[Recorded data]
## Begin
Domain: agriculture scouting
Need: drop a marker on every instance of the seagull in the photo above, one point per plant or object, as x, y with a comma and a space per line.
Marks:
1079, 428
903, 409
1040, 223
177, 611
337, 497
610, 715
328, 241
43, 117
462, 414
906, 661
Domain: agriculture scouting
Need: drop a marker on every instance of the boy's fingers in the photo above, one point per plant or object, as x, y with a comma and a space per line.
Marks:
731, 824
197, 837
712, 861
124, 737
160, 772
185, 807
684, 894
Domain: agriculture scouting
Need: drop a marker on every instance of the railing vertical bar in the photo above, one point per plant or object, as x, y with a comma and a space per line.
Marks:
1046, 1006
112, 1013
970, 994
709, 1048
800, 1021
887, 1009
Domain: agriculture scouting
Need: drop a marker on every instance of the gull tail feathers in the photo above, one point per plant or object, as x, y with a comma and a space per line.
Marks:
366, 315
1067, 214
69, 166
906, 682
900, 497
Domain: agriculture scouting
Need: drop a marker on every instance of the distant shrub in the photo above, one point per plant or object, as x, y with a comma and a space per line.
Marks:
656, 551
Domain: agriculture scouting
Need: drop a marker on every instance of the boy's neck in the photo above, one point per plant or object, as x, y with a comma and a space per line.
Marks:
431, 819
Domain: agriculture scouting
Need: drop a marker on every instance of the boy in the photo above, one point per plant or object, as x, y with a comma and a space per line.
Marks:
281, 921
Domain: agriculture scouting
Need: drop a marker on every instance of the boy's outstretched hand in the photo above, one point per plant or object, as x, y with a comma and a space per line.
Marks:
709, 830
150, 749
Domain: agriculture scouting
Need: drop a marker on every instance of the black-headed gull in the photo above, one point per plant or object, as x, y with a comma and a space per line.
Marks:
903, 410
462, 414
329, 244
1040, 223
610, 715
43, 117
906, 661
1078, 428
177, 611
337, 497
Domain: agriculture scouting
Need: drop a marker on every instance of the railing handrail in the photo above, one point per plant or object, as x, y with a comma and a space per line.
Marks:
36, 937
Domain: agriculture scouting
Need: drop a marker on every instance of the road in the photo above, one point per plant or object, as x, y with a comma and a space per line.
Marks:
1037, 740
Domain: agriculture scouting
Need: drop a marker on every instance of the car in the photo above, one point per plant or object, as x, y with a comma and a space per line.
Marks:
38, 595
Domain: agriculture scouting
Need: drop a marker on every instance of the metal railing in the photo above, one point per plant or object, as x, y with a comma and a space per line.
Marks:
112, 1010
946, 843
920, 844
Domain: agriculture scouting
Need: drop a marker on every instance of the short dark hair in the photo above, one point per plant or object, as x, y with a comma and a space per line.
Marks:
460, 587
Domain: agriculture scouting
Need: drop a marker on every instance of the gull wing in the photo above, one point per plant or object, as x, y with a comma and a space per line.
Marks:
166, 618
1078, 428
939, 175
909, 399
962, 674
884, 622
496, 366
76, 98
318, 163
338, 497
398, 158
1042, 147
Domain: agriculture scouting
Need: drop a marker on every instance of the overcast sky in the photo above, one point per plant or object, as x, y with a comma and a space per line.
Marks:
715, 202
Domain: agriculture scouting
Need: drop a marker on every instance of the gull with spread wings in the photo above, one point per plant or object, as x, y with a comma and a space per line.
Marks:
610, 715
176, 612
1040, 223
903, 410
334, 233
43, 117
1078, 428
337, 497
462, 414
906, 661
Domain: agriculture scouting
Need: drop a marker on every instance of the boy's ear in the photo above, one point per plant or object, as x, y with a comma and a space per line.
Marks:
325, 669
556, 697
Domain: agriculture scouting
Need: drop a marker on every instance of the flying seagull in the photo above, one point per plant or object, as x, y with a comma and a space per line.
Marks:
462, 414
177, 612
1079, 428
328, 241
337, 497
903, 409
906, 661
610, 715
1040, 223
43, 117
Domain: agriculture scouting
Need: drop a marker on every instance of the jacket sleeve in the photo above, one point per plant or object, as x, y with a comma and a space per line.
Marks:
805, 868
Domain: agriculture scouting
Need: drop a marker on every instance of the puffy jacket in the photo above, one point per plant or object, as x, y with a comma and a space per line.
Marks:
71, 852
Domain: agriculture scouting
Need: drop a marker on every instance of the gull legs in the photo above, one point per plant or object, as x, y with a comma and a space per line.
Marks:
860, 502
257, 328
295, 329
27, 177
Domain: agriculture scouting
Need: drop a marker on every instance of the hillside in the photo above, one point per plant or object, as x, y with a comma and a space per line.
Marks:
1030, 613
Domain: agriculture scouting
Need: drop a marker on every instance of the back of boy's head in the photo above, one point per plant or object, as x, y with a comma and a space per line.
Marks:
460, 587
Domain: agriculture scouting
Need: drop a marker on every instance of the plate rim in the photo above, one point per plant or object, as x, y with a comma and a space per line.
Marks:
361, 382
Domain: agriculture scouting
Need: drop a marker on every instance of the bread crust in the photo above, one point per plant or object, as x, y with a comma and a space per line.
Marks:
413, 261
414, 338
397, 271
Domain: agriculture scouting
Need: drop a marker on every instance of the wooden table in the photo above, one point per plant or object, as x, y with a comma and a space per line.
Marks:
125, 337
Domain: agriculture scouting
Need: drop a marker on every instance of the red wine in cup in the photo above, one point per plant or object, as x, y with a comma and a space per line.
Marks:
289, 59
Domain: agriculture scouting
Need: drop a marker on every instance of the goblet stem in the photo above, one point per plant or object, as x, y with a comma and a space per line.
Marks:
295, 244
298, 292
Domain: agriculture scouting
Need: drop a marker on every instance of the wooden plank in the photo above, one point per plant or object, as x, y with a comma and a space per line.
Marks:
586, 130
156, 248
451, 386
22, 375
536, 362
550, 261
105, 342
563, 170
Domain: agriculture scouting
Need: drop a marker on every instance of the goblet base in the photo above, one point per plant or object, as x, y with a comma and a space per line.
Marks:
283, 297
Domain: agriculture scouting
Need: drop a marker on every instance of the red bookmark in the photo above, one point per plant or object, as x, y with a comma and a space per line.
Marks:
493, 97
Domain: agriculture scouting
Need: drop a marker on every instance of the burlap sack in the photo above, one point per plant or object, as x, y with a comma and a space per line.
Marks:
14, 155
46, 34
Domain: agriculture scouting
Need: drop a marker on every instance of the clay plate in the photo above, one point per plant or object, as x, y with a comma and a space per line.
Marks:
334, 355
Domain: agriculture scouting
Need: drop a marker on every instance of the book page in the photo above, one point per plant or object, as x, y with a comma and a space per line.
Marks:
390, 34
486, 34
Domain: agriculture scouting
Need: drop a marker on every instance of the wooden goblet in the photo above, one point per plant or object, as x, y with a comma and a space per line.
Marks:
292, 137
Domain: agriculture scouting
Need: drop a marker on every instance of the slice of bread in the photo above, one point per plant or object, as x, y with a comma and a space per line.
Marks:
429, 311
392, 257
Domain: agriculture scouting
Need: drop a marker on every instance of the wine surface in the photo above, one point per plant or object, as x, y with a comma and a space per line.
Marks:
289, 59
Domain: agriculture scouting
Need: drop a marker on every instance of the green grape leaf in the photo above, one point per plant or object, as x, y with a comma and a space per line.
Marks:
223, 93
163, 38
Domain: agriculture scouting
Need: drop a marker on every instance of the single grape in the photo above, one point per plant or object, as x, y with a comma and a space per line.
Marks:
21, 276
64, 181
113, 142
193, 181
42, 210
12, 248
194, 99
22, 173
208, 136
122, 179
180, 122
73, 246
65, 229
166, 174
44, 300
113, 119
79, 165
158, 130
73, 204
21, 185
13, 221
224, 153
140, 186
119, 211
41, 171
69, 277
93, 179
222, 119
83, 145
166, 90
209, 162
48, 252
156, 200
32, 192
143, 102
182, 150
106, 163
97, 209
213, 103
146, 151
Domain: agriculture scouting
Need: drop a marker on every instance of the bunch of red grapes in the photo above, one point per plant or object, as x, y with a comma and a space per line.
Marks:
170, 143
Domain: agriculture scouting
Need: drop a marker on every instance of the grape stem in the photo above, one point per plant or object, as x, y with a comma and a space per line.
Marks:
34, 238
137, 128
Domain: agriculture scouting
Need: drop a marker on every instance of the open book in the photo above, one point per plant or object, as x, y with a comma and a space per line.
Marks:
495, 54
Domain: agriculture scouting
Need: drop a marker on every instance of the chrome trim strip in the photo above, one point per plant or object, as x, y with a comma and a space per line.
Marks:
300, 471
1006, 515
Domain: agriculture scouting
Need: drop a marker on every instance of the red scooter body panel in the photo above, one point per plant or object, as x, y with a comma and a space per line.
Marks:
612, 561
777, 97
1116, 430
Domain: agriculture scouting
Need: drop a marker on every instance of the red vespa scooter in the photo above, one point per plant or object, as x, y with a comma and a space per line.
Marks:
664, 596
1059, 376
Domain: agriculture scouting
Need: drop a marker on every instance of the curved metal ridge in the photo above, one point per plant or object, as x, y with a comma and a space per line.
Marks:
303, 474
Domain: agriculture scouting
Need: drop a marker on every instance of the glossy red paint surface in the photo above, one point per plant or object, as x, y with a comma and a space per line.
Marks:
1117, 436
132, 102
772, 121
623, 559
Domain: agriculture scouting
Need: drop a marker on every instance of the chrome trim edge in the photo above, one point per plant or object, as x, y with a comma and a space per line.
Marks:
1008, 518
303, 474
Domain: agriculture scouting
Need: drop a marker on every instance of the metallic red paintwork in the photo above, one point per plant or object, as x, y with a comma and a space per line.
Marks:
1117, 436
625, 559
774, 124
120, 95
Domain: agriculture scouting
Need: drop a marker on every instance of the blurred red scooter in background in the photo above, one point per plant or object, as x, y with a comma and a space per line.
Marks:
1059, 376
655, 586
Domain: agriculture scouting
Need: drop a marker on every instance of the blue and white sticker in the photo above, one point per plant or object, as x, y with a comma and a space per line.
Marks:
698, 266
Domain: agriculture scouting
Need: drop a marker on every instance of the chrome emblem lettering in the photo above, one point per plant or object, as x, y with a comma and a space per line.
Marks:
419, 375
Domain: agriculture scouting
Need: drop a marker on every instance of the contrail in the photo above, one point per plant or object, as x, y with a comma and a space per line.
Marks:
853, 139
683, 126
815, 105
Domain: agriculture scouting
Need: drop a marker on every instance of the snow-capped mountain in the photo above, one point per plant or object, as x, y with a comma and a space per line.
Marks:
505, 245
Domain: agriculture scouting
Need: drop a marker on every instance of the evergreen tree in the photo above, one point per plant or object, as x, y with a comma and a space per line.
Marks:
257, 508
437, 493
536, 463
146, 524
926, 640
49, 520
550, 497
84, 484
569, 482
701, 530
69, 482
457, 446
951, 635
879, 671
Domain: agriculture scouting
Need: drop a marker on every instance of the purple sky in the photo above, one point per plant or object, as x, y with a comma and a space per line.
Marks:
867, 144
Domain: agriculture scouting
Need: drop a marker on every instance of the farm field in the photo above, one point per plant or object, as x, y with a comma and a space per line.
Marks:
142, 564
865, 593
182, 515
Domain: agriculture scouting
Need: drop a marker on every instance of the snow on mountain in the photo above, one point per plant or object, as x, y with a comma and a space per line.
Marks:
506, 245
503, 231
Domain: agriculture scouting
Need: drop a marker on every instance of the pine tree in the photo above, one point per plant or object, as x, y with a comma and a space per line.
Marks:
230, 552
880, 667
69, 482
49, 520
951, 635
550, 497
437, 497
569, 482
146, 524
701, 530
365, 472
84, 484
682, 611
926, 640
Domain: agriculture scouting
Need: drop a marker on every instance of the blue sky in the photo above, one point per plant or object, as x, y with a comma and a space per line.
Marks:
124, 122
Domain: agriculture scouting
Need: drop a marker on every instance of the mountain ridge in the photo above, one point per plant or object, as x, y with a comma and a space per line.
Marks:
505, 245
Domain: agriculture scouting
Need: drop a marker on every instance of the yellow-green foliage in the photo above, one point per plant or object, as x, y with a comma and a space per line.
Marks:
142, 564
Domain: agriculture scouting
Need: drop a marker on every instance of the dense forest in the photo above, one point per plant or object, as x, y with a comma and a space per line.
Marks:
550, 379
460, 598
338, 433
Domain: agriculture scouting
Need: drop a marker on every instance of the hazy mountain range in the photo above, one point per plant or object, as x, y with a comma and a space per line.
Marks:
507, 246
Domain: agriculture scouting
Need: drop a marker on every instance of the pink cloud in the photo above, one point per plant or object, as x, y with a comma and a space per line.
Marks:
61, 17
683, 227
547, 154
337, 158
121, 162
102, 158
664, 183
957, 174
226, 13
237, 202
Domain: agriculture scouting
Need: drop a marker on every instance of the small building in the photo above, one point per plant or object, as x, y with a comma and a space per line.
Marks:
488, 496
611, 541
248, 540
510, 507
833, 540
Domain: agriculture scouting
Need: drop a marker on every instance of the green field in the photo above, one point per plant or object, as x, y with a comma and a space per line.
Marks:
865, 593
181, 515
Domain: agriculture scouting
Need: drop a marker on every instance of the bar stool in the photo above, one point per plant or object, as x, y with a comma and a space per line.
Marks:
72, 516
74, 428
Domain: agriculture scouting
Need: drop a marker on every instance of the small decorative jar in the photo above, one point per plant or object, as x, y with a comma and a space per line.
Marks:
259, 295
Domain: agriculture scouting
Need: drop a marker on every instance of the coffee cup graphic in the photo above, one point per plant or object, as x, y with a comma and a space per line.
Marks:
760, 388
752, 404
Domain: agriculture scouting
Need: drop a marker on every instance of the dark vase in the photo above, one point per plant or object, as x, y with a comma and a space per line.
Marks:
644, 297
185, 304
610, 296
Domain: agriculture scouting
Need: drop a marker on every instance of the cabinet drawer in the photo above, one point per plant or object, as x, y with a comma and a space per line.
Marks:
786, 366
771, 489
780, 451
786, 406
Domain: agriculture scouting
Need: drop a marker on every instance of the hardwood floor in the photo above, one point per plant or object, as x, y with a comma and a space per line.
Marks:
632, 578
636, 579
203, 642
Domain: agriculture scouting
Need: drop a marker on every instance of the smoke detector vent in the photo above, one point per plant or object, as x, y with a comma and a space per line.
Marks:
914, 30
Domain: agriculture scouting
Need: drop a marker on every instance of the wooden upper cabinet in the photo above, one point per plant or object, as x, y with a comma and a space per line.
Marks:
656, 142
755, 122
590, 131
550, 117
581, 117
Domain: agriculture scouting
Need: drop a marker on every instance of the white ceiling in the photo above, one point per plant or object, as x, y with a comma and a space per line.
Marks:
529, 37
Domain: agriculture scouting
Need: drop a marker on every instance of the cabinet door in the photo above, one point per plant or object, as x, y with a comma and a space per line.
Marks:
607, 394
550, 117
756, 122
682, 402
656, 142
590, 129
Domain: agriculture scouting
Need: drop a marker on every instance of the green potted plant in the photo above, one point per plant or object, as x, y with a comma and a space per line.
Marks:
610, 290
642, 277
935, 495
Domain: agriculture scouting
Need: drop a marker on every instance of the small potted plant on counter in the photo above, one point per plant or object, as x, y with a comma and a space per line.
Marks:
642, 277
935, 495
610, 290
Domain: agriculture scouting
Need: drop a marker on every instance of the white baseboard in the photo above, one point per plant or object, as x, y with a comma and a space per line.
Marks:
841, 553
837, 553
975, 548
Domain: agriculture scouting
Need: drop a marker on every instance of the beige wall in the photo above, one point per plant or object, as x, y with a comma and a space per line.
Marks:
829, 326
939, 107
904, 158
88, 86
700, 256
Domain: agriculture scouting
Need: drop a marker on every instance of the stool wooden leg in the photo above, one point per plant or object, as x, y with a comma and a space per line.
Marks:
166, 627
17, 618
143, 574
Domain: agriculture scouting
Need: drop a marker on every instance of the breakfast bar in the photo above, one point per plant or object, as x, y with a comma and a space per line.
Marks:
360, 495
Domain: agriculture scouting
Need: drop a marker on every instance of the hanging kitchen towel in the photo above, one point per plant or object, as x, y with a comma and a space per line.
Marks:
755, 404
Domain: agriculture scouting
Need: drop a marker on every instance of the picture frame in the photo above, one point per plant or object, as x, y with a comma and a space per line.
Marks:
## End
● INSTRUCTIONS FOR THE TASK: Return every line of the rows above that contains the word "field", treating uppercase and lowercase letters as distinct.

● RESULT OF THE EXERCISE:
Need: drop a marker on every instance of the farm field in the photo above, one point per plant or object, as x, y with a comma and a space per line.
Need: drop a marker on every instance of the green field in the photo above, one point per plant or object, as x, y with a comma and a space per line.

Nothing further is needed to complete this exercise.